(Dataset items)
<<<<
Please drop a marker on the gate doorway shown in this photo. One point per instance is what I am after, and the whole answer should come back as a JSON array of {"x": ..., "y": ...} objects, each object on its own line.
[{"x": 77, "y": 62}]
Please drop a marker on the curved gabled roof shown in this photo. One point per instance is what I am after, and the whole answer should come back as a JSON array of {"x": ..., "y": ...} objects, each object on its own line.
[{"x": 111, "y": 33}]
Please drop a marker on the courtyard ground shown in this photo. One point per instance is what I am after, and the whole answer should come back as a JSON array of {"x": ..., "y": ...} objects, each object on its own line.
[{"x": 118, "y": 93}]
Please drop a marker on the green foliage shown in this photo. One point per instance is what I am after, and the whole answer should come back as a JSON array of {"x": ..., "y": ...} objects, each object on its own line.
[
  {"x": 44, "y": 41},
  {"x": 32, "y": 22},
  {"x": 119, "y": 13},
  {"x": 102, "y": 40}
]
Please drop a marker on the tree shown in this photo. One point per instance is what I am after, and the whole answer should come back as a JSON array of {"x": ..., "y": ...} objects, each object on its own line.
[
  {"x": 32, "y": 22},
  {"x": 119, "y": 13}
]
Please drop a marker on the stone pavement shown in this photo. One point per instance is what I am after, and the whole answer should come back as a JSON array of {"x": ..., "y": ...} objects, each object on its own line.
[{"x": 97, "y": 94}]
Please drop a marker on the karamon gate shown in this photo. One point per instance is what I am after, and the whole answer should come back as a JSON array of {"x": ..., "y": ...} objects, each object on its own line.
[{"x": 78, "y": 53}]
>>>>
## EXERCISE BRIEF
Write down every entry exactly.

## ANSWER TO THIS EXERCISE
Please drop a marker on the gate doorway shown in this photo. One point per instance is what I am after, and the whole answer should come back as a JSON array of {"x": ..., "y": ...} objects, each object on its own line.
[{"x": 77, "y": 62}]
Please drop a marker on the curved gabled roof shown in this photo. One point per instance is what I am after, and the whole answer should come back as a JSON array of {"x": ..., "y": ...} objects, each object on its own line.
[{"x": 111, "y": 33}]
Please drop a marker on the courtyard ground shown in this photo. One point per instance is what I am after, and the whole answer should come back as a JSON array of {"x": ..., "y": ...} objects, each object on its own line.
[{"x": 118, "y": 93}]
Please drop a marker on the green foliage shown in this photo. One point per instance is what I am after, and the whole answer should come back as a JSON array of {"x": ..., "y": ...} objects, each object on its own line.
[
  {"x": 44, "y": 41},
  {"x": 32, "y": 22},
  {"x": 119, "y": 13},
  {"x": 102, "y": 40}
]
Please drop a marker on the tree shown in this photo. One point per instance is what I am after, and the whole answer should come back as a JSON array of {"x": ..., "y": ...} objects, each object on its own line.
[
  {"x": 32, "y": 22},
  {"x": 119, "y": 13}
]
Please drop a marker on the stone pavement shown in this photo. One point per instance is what I am after, and the whole answer should come back as a JSON array of {"x": ..., "y": ...} objects, each object on its own line.
[{"x": 97, "y": 94}]
Please drop a marker on the karamon gate shown in this photo. One point per instance is what I am after, and the whole answer should come back as a JSON array of {"x": ..., "y": ...} objects, each object on its own line.
[{"x": 78, "y": 53}]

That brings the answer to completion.